A plaintiff may establish municipal liability under 42 U.S.C. § 1983 in one of three ways. “First, the plaintiff may prove that a city employee committed the alleged constitutional violation pursuant to a formal governmental policy or a longstanding practice or custom which constitutes the standard operating procedure of the local governmental entity.” Gillette v. Delmore, 979 F.2d 1342, 1346 (9th Cir. 1992) (internal quotation marks omitted) (quoting Jett v. Dallas Indep. Sch. Dist., 491 U.S. 701, 737 (1989)). Second, the plaintiff may establish that a governmental official with “final policy-making authority” ratified a subordinate's unconstitutional conduct. Id. at 1346-47 (citations omitted). Finally, a municipality may be held liable for inadequate training of its employees, but only where “the need for more or different training is so obvious, and the inadequacy so likely to result in the violation of constitutional rights, that the policymakers of the city can reasonably be said to have been deliberately indifferent to the need.” City of Canton, 489 U.S. at 390.

Here, Plaintiff's Monell claim “lack[s] any factual allegations that would separate [it] from the ‘formulaic recitation of a cause of action's elements' deemed insufficient by Twombly.” Dougherty v. City of Covina, 654 F.3d 892, 900 (9th Cir. 2011) (quoting Twombly, 550 U.S. at 555). Plaintiff's Complaint merely recites some of the elements of a Monell claim without including specific facts about Mr. Price's encounter with Defendants. For example, Plaintiff alleges only that the City of San Diego “failed to provide adequate supervision and discipline to officers that hold power, authority, insignia, equipment and arms entrusted to them” and that the City “was aware of the widespread problems with the use of excessive force” and “has a lengthy history of ratifying deputy misconduct.” (See Compl. at 7 ¶¶ 9-16.) And while Plaintiff alleges the City of San Diego has “an official policy of acquiescence in the wrongful conduct” of its officers, the Complaint contains no facts about a specific custom, policy, or procedure Plaintiff is challenging in this lawsuit. (Id. at 7 ¶ 12.) Plaintiff's failure to train allegations are similarly conclusory, as the Complaint states only that the City “failed to institute, require, and enforce proper and adequate training . . . when the need for such training and supervision was obvious.” (Id. at 8 ¶ 13.)

Accordingly, the Court GRANTS Defendants' motion to dismiss Plaintiff's Monell claim. See Koistra v. Cnty. of San Diego, No. 16CV2539-GPC(AGS), 2017 WL 4700073, at *8 (S.D. Cal. Oct. 19, 2017) (dismissing Monell claim where complaint “merely presents a recitation of the elements of Monell causes of action based on policy, practice or custom, and failure to train and supervise and does not provide any supporting facts”). In light of Plaintiff's pro se status, the Court grants Plaintiff leave to amend her Monell claim to address the pleading deficiencies identified in this Order. See Cook, Perkiss & Liehe, 911 F.2d at 247.

• Task:
In two sentences, summarize the court's discussion of the Monell claim.

• Entries provided:
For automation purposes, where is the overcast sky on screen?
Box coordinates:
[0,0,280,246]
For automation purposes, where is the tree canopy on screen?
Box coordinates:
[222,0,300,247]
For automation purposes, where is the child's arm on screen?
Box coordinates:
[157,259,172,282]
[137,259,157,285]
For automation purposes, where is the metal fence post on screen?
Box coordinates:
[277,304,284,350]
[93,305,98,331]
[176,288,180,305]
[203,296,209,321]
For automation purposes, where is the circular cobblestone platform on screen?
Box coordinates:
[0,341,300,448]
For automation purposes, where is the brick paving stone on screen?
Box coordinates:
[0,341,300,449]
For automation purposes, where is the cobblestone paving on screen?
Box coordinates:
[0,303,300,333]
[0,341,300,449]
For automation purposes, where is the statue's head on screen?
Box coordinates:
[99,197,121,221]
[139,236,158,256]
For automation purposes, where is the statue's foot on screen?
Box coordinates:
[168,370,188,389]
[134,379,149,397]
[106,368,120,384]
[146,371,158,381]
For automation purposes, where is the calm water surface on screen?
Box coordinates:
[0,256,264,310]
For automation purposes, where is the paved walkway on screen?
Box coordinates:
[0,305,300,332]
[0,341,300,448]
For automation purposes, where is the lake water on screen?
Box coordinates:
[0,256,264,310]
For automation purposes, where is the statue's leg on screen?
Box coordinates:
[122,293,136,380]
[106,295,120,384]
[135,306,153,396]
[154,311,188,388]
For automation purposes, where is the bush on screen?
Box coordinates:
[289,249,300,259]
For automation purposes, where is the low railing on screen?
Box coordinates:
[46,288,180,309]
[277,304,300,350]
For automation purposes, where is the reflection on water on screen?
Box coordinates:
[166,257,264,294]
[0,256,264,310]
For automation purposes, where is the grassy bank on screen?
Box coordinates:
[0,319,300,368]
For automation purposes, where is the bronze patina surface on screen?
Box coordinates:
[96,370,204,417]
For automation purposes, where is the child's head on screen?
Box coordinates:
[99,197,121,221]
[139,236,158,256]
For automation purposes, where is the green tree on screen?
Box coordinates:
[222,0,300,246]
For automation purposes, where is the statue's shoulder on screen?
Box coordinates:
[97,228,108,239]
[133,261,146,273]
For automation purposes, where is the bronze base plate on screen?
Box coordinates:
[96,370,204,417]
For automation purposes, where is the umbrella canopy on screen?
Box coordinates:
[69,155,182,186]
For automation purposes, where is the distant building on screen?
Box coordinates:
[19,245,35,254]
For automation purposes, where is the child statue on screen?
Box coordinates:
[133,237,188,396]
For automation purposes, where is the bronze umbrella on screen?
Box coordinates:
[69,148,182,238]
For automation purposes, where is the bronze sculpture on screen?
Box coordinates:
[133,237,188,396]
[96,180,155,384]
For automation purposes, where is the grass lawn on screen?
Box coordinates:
==
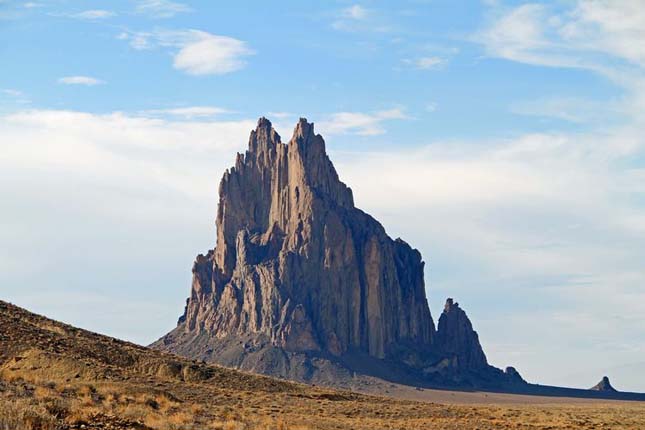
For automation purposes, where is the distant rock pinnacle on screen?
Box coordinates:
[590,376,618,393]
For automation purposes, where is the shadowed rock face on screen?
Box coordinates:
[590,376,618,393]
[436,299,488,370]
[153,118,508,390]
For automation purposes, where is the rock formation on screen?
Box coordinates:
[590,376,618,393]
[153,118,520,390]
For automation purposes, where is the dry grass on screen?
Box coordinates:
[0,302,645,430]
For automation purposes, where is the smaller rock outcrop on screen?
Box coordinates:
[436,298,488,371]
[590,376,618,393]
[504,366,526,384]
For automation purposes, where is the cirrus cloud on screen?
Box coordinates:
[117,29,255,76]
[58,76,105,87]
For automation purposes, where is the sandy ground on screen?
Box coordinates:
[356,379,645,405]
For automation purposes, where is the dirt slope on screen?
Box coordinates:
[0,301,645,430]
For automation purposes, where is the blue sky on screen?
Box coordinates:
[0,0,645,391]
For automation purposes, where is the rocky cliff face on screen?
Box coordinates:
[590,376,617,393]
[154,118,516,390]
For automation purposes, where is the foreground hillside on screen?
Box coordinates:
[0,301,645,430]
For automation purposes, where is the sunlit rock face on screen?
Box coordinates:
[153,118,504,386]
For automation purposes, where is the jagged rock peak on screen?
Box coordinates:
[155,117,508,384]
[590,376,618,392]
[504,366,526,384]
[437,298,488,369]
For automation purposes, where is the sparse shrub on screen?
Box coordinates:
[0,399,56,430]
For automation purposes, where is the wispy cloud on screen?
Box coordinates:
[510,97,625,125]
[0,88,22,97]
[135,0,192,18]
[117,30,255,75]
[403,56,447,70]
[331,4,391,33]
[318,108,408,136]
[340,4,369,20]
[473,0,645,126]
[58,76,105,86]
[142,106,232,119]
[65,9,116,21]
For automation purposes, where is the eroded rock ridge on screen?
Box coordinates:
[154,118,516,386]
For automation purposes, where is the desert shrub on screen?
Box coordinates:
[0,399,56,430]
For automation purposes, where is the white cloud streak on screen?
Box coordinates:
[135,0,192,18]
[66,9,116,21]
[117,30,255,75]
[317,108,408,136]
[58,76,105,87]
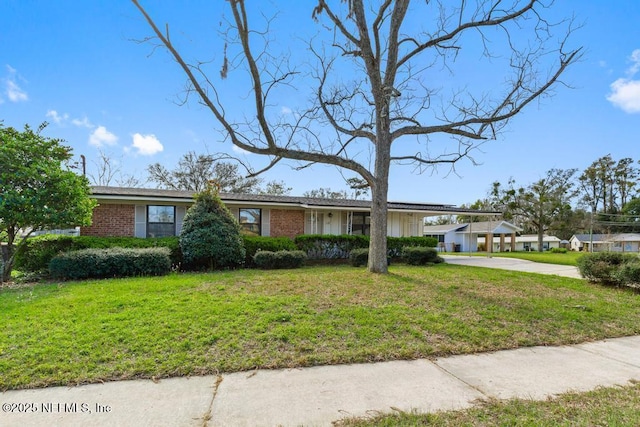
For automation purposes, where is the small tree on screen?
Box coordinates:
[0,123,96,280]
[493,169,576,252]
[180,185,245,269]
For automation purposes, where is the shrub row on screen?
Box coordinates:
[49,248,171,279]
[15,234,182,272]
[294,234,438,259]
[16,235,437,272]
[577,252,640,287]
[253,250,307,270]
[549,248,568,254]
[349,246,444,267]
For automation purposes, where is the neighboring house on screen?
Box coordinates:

• Written answer:
A plaintiff can establish municipal liability under 42 U.S.C. § 1983 in three ways: by showing a formal policy or longstanding custom, by showing ratification by an official with final policy-making authority, or by showing training so inadequate that policymakers were deliberately indifferent to the need for more. Because Plaintiff's Complaint merely recites elements of a Monell claim without specific facts about a challenged policy, custom, or training failure, the Court grants Defendants' motion to dismiss the claim but, given Plaintiff's pro se status, grants leave to amend.